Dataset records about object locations
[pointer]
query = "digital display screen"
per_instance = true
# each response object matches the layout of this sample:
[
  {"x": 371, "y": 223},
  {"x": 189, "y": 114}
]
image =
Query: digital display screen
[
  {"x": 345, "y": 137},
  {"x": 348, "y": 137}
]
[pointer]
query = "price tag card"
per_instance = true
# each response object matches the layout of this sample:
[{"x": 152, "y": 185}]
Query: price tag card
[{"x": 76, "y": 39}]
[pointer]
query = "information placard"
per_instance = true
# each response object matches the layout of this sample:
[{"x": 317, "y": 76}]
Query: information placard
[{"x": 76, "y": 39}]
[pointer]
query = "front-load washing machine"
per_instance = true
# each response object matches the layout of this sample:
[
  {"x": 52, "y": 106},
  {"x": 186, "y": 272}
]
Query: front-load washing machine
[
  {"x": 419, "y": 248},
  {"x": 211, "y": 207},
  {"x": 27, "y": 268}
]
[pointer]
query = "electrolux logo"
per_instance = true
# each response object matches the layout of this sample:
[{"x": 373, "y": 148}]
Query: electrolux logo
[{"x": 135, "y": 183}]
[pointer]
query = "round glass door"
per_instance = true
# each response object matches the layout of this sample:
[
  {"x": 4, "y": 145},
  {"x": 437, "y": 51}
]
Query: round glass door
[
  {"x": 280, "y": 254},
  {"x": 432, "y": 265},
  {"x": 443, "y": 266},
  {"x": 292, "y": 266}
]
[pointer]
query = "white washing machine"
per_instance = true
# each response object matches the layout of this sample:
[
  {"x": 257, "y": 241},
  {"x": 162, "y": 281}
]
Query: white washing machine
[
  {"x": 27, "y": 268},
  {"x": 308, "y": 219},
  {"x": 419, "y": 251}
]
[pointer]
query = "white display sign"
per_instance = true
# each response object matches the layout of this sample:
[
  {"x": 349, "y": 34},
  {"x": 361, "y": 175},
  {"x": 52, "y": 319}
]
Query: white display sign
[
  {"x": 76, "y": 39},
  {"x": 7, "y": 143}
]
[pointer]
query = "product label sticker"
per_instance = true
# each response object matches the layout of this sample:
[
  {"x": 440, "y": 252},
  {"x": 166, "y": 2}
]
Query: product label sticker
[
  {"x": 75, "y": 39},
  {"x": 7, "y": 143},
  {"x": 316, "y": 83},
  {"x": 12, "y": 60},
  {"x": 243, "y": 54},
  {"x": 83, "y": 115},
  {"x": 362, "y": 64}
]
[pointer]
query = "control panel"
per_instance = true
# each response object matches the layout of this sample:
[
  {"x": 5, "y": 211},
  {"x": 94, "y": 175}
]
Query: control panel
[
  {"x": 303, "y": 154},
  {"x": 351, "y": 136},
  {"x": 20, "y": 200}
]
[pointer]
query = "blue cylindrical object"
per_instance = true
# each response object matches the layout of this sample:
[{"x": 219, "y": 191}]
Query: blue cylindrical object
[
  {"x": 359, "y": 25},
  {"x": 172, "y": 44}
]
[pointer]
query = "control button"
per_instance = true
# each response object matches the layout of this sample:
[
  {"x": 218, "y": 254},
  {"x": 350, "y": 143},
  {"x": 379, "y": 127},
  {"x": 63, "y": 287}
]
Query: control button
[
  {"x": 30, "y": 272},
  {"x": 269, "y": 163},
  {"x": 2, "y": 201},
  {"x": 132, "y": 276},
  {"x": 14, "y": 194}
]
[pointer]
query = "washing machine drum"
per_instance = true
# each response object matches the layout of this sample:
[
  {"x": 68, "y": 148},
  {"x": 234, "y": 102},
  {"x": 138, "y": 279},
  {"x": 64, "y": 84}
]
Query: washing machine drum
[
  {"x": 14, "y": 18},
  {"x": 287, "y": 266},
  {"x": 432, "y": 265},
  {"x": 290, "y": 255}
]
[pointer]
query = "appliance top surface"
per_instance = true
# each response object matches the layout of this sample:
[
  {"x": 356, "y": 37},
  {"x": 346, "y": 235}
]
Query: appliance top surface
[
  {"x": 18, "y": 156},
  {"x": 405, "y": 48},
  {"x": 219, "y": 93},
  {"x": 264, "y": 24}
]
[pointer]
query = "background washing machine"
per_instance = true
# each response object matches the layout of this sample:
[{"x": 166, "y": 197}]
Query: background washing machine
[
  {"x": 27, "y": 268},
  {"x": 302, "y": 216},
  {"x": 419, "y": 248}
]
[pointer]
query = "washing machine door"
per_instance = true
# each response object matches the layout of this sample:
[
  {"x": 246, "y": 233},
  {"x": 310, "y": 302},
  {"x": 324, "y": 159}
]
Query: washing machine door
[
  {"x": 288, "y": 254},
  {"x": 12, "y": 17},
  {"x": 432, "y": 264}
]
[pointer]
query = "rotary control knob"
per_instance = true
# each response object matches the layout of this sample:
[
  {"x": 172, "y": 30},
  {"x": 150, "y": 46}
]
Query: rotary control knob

Exercise requirements
Repeat back the data above, exact to the last character.

Reply to the exercise
[pointer]
query = "digital display screen"
per_instance = true
# each response object matches the layout of this sample:
[
  {"x": 371, "y": 223},
  {"x": 189, "y": 114}
]
image =
Query: digital display screen
[
  {"x": 345, "y": 137},
  {"x": 348, "y": 137}
]
[pointer]
query = "price tag card"
per_instance = true
# each response object matches the layout of this sample:
[{"x": 152, "y": 185}]
Query: price tag card
[{"x": 76, "y": 39}]
[pointer]
query = "information placard"
per_instance = true
# each response object matches the layout of this sample:
[{"x": 317, "y": 76}]
Query: information placard
[{"x": 76, "y": 39}]
[pointer]
query = "front-load washing machine"
per_instance = true
# each response object matches the layout of this sample:
[
  {"x": 52, "y": 106},
  {"x": 186, "y": 272}
]
Query: front-load washing machine
[
  {"x": 419, "y": 248},
  {"x": 211, "y": 207},
  {"x": 27, "y": 268}
]
[pointer]
query = "electrolux logo"
per_instance = true
# each response object matches the layout of this sample:
[{"x": 373, "y": 148}]
Query: electrolux logo
[{"x": 135, "y": 183}]
[pointer]
query = "round glass door"
per_instance = true
# each response object matches the layout of this sample:
[
  {"x": 4, "y": 145},
  {"x": 437, "y": 51}
]
Query: round glass door
[
  {"x": 280, "y": 254},
  {"x": 432, "y": 265},
  {"x": 443, "y": 266},
  {"x": 292, "y": 266}
]
[pointer]
query = "white washing machine"
per_instance = true
# each response object matches the layout of this sample:
[
  {"x": 257, "y": 241},
  {"x": 162, "y": 281}
]
Query: white washing machine
[
  {"x": 27, "y": 268},
  {"x": 308, "y": 219},
  {"x": 419, "y": 251}
]
[pointer]
query = "white display sign"
per_instance = true
# each response object matches the layout of this sample:
[
  {"x": 349, "y": 34},
  {"x": 361, "y": 175},
  {"x": 52, "y": 319}
]
Query: white display sign
[
  {"x": 76, "y": 39},
  {"x": 7, "y": 143}
]
[pointer]
query = "product label sticker"
per_instance = true
# each response object matches the layout of this sample:
[
  {"x": 440, "y": 252},
  {"x": 166, "y": 2}
]
Query: product label sticker
[
  {"x": 75, "y": 39},
  {"x": 7, "y": 143},
  {"x": 316, "y": 83},
  {"x": 12, "y": 60},
  {"x": 243, "y": 54},
  {"x": 83, "y": 115},
  {"x": 362, "y": 64}
]
[pointer]
query = "control panel"
per_instance = true
# each response object matches the layout of this sample:
[
  {"x": 5, "y": 211},
  {"x": 94, "y": 175}
]
Query: control panel
[
  {"x": 303, "y": 154},
  {"x": 351, "y": 136},
  {"x": 20, "y": 200}
]
[pointer]
query = "blue cylindrical object"
per_instance = true
# each response object matches the layout of this sample:
[{"x": 219, "y": 191}]
Query: blue cylindrical object
[
  {"x": 359, "y": 25},
  {"x": 172, "y": 44}
]
[pointer]
query = "control button"
per_instance = true
# each response object matches the layout of this sample:
[
  {"x": 218, "y": 254},
  {"x": 350, "y": 143},
  {"x": 379, "y": 127},
  {"x": 63, "y": 287}
]
Query: control button
[
  {"x": 30, "y": 272},
  {"x": 269, "y": 163},
  {"x": 2, "y": 201},
  {"x": 132, "y": 276},
  {"x": 14, "y": 194}
]
[pointer]
query = "washing machine drum"
per_instance = true
# each response object matches the layout of this sample:
[
  {"x": 68, "y": 148},
  {"x": 234, "y": 102},
  {"x": 138, "y": 279},
  {"x": 64, "y": 84}
]
Query: washing machine drum
[
  {"x": 14, "y": 18},
  {"x": 287, "y": 266},
  {"x": 432, "y": 265},
  {"x": 290, "y": 255}
]
[pointer]
query = "appliance top surface"
per_instance = true
# each response object matches the layout of this sample:
[
  {"x": 356, "y": 37},
  {"x": 346, "y": 235}
]
Query: appliance top surface
[
  {"x": 18, "y": 156},
  {"x": 405, "y": 48},
  {"x": 219, "y": 93},
  {"x": 264, "y": 24}
]
[pointer]
query = "background washing machine"
per_instance = true
# each response object matches the layout of this sample:
[{"x": 166, "y": 197}]
Query: background washing machine
[
  {"x": 27, "y": 268},
  {"x": 302, "y": 216},
  {"x": 419, "y": 248}
]
[pointer]
query = "washing machine door"
per_instance = true
# each response object matches the layout of this sample:
[
  {"x": 246, "y": 233},
  {"x": 310, "y": 302},
  {"x": 324, "y": 159}
]
Query: washing machine door
[
  {"x": 288, "y": 254},
  {"x": 12, "y": 17},
  {"x": 432, "y": 264}
]
[pointer]
query = "rotary control knob"
per_instance = true
# each response object matches the layout of this sample:
[
  {"x": 172, "y": 30},
  {"x": 150, "y": 46}
]
Query: rotary control knob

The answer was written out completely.